#### Records provided:

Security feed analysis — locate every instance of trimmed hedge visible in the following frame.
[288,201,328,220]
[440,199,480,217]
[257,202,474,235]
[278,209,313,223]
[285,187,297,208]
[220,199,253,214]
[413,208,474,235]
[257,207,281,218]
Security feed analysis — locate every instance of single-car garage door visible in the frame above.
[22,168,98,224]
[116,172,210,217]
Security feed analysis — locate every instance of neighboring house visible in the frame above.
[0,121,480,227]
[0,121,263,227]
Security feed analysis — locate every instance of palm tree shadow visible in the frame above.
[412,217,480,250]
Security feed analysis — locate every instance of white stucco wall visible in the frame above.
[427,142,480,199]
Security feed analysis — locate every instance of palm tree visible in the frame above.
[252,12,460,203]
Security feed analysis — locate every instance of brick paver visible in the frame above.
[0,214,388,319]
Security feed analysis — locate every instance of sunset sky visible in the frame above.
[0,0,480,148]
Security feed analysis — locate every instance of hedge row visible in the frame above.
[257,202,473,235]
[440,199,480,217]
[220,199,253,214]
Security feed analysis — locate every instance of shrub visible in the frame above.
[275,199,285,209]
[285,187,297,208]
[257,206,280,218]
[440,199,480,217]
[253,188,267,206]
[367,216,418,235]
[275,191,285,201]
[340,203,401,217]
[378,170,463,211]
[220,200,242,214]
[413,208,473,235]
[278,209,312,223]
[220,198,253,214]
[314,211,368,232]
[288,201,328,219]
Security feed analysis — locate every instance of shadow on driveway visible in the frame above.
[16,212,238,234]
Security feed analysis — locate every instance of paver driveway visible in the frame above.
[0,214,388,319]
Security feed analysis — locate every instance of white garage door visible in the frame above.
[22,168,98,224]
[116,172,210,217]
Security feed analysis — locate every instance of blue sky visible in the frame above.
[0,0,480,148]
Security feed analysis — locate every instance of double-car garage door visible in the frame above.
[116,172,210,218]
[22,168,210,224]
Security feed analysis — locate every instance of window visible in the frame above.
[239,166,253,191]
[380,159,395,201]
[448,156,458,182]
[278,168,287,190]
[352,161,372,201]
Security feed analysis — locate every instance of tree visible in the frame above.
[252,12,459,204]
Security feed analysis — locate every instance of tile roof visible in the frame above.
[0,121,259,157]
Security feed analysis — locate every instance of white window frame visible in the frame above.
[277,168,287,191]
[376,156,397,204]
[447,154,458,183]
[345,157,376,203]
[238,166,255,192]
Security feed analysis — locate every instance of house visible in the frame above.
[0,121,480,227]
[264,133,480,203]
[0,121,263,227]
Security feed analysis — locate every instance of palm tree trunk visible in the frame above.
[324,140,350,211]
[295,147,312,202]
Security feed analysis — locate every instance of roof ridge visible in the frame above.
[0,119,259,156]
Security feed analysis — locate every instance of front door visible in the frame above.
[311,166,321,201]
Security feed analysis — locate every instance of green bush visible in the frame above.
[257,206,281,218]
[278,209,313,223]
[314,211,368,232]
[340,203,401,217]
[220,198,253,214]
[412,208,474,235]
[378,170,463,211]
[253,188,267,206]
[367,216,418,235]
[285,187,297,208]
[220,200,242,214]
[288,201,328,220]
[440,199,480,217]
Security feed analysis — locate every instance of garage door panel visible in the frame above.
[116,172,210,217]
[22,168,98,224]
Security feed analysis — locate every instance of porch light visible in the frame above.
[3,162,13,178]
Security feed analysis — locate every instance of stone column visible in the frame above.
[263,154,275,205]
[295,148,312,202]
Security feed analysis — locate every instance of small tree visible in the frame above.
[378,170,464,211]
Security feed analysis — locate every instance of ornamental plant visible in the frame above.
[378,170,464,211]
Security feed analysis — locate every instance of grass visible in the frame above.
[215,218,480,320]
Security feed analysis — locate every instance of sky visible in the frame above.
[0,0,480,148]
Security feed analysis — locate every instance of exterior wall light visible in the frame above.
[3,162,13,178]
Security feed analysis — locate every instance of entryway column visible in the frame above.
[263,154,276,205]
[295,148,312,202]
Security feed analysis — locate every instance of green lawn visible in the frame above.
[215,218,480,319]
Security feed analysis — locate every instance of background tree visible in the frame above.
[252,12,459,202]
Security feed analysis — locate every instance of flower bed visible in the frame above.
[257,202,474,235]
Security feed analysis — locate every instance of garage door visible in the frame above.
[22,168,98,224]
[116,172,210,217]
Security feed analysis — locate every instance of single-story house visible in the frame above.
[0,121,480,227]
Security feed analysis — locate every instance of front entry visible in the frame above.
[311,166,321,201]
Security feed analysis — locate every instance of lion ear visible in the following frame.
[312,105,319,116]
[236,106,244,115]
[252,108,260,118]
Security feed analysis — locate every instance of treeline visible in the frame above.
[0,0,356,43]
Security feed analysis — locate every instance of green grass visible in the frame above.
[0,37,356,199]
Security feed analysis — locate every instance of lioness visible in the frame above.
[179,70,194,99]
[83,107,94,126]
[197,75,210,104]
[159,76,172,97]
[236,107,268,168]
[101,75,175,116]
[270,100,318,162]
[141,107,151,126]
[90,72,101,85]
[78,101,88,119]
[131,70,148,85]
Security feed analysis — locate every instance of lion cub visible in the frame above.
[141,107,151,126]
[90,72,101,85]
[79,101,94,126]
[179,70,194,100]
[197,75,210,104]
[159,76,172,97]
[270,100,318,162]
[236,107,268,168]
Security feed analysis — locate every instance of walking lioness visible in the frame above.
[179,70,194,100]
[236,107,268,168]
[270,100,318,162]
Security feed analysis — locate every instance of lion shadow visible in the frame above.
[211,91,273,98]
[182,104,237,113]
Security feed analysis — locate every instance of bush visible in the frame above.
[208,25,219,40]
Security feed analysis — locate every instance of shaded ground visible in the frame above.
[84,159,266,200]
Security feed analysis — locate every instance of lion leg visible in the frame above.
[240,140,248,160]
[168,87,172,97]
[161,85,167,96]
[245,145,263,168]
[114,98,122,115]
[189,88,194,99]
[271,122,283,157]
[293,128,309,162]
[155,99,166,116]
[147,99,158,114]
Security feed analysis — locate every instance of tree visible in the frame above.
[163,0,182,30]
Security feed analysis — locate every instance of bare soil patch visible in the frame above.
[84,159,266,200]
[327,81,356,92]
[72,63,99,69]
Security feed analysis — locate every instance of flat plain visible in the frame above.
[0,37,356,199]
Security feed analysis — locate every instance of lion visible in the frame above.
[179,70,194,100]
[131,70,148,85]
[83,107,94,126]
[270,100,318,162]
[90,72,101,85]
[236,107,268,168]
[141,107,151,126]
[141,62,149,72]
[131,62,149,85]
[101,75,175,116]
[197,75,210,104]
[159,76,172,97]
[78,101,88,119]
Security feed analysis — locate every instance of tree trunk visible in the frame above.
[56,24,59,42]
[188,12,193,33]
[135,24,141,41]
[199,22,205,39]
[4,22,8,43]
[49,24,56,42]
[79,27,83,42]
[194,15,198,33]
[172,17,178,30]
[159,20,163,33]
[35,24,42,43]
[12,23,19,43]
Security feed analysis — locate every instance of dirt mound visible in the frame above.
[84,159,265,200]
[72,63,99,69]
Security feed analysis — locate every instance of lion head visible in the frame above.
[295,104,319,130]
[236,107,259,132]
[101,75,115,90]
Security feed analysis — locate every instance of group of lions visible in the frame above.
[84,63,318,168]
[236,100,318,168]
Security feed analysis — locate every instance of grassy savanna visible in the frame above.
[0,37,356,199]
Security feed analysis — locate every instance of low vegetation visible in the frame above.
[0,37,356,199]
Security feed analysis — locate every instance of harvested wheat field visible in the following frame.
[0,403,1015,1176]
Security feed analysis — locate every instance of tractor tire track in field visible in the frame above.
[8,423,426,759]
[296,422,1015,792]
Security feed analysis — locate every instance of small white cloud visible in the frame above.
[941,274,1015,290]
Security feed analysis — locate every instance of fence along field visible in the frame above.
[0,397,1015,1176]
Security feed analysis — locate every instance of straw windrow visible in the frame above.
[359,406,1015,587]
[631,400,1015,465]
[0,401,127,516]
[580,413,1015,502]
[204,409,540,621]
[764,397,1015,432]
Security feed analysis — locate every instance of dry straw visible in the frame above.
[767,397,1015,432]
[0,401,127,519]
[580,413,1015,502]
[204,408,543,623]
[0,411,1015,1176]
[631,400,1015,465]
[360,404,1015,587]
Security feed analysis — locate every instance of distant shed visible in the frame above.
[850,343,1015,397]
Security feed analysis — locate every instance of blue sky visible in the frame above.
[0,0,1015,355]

#### Given task:
Could you arrange the part that opens with the line containing "Security feed analysis — locate every instance of bush" and closes with the line containing "[12,23,19,43]", both lines included, as a JSON list of strings with one string per line and no blank lines?

#### Finished answer:
[
  "Security feed analysis — locate every instance of bush visible in the frame above.",
  "[208,25,219,40]",
  "Security feed analysis — locate every instance of shaded ground visible in the frame above.",
  "[84,159,266,200]",
  "Security feed analysis — locate every instance of lion leg visible in the frame above.",
  "[240,140,248,160]",
  "[168,87,172,97]",
  "[161,85,167,96]",
  "[245,145,263,168]",
  "[114,98,122,115]",
  "[189,88,194,99]",
  "[271,122,283,157]",
  "[293,128,309,162]",
  "[155,99,166,116]",
  "[147,99,158,114]",
  "Security feed analysis — locate every instance of tree visible in the frame above.",
  "[163,0,182,30]",
  "Security feed analysis — locate every instance of bare soil patch visible in the frame above.",
  "[84,159,266,200]",
  "[327,81,356,92]",
  "[72,63,99,69]",
  "Security feed analysis — locate every instance of flat plain visible in the frame above.",
  "[0,37,356,199]",
  "Security feed analysis — locate every instance of lion visible in the frame above.",
  "[179,70,194,100]",
  "[131,70,148,85]",
  "[83,107,94,126]",
  "[270,100,318,162]",
  "[90,72,101,85]",
  "[236,107,268,168]",
  "[141,107,151,126]",
  "[141,62,149,72]",
  "[131,62,149,85]",
  "[101,75,175,116]",
  "[197,75,210,104]",
  "[159,76,172,97]",
  "[78,101,88,119]",
  "Security feed analysis — locate every instance of tree trunk visible in the frame above.",
  "[56,24,59,42]",
  "[188,12,193,33]",
  "[135,24,141,41]",
  "[199,22,205,39]",
  "[4,22,8,43]",
  "[49,24,56,42]",
  "[79,27,83,42]",
  "[194,15,198,33]",
  "[172,17,178,30]",
  "[159,20,163,33]",
  "[35,24,42,43]",
  "[12,23,19,43]"
]